Segment Start: Records to use

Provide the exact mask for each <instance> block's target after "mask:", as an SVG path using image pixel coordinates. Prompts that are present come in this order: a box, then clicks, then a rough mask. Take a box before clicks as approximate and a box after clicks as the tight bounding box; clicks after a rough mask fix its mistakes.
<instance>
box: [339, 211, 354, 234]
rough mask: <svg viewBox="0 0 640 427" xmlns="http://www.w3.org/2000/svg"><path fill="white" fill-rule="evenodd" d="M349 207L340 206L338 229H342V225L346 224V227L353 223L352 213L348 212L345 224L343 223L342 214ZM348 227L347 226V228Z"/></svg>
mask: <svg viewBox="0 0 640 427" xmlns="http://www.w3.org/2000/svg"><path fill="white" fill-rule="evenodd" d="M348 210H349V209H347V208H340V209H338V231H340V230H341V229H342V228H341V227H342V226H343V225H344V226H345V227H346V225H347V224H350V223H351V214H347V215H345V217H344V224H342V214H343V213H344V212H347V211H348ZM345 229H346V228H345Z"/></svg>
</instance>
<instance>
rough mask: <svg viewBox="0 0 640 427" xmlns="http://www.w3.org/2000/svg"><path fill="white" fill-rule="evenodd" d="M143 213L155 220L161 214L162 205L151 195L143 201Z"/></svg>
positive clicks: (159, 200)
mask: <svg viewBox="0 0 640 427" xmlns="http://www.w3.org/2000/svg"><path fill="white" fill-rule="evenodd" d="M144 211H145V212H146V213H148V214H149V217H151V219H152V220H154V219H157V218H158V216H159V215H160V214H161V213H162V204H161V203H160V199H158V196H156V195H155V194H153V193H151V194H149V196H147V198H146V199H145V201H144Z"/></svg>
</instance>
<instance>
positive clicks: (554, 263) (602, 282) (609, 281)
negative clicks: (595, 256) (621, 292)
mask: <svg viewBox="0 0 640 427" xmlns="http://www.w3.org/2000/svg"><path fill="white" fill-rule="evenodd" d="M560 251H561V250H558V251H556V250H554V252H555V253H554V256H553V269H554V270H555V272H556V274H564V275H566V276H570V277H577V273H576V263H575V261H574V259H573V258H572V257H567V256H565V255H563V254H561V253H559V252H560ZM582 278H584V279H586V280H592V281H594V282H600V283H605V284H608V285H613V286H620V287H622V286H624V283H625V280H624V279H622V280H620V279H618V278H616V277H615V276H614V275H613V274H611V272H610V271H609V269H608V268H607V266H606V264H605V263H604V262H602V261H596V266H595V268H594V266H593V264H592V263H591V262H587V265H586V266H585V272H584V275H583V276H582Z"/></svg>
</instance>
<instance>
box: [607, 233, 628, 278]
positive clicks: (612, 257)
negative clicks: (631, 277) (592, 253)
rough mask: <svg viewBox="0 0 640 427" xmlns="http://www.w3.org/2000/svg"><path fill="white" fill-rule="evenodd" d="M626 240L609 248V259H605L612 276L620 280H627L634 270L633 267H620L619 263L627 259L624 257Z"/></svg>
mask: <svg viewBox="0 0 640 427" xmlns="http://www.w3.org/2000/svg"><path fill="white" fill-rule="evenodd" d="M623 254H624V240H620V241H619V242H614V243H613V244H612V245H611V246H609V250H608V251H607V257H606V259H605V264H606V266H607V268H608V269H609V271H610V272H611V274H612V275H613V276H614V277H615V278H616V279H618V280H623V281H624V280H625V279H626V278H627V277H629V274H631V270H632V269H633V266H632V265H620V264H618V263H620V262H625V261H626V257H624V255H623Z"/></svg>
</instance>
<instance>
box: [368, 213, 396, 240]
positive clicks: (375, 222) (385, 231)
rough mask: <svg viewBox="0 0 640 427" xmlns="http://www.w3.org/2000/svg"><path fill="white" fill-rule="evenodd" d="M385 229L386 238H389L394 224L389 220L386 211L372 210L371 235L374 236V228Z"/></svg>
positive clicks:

Segment End: Records to use

» **Work task**
Return all the data above once more, precisely as given.

» **Answer**
Provide the exact mask for each <instance> block's target after "mask:", as an SVG path using image pixel coordinates. Prompts that are present come in this order: a box, then clicks, then a rough mask. Take a box before clicks as approximate and a box after clicks as the tight bounding box; clicks after a rough mask fix its mistakes.
<instance>
box: [339, 211, 354, 234]
rough mask: <svg viewBox="0 0 640 427" xmlns="http://www.w3.org/2000/svg"><path fill="white" fill-rule="evenodd" d="M349 207L340 206L338 229H342V225L346 224V227L353 223L352 213L348 212L345 224L343 223L342 214ZM348 227L347 226V228Z"/></svg>
mask: <svg viewBox="0 0 640 427" xmlns="http://www.w3.org/2000/svg"><path fill="white" fill-rule="evenodd" d="M348 210H349V209H347V208H340V209H338V231H340V230H341V229H342V228H341V227H342V226H343V225H344V226H345V227H346V225H347V224H350V223H351V214H347V215H345V217H344V224H342V214H343V213H344V212H347V211H348ZM345 229H346V228H345Z"/></svg>
</instance>
<instance>
rough mask: <svg viewBox="0 0 640 427" xmlns="http://www.w3.org/2000/svg"><path fill="white" fill-rule="evenodd" d="M143 213L155 220L161 214L162 205L151 195L143 201Z"/></svg>
positive clicks: (159, 200)
mask: <svg viewBox="0 0 640 427" xmlns="http://www.w3.org/2000/svg"><path fill="white" fill-rule="evenodd" d="M144 211H145V212H146V213H148V214H149V217H151V219H152V220H154V219H157V218H158V216H159V215H160V214H161V213H162V204H161V203H160V199H158V196H156V195H155V194H153V193H151V194H149V196H147V198H146V199H145V201H144Z"/></svg>
</instance>
<instance>
positive clicks: (554, 263) (602, 282) (609, 281)
negative clicks: (595, 256) (621, 292)
mask: <svg viewBox="0 0 640 427" xmlns="http://www.w3.org/2000/svg"><path fill="white" fill-rule="evenodd" d="M560 251H561V250H558V251H556V250H554V252H555V253H554V256H553V269H554V270H555V272H556V274H564V275H566V276H570V277H577V273H576V263H575V261H574V259H573V258H572V257H567V256H565V255H563V254H561V253H559V252H560ZM582 278H584V279H586V280H592V281H594V282H600V283H605V284H608V285H613V286H620V287H622V286H624V283H625V280H624V279H622V280H620V279H618V278H616V277H615V276H614V275H613V274H611V272H610V271H609V269H608V268H607V266H606V264H605V263H604V262H602V261H596V266H595V268H594V266H593V264H592V263H591V262H587V265H586V266H585V272H584V275H583V276H582Z"/></svg>
</instance>
<instance>
box: [607, 233, 628, 278]
positive clicks: (612, 257)
negative clicks: (631, 277) (592, 253)
rough mask: <svg viewBox="0 0 640 427" xmlns="http://www.w3.org/2000/svg"><path fill="white" fill-rule="evenodd" d="M626 240L609 248V259H605L612 276L620 280H627L634 270L633 267H620L619 263L627 259L624 257Z"/></svg>
mask: <svg viewBox="0 0 640 427" xmlns="http://www.w3.org/2000/svg"><path fill="white" fill-rule="evenodd" d="M623 254H624V240H620V241H619V242H614V243H613V244H612V245H611V246H609V250H608V251H607V257H606V259H605V264H606V266H607V268H608V269H609V271H610V272H611V274H612V275H613V276H614V277H615V278H616V279H618V280H623V281H624V280H625V279H626V278H627V277H629V274H631V270H632V269H633V266H632V265H620V264H618V263H620V262H625V261H626V257H624V255H623Z"/></svg>
</instance>
<instance>
box: [368, 213, 396, 240]
positive clicks: (375, 222) (385, 231)
rough mask: <svg viewBox="0 0 640 427" xmlns="http://www.w3.org/2000/svg"><path fill="white" fill-rule="evenodd" d="M385 229L386 238H389L394 224L389 220L386 211L372 210L371 235L374 236V228Z"/></svg>
positive clicks:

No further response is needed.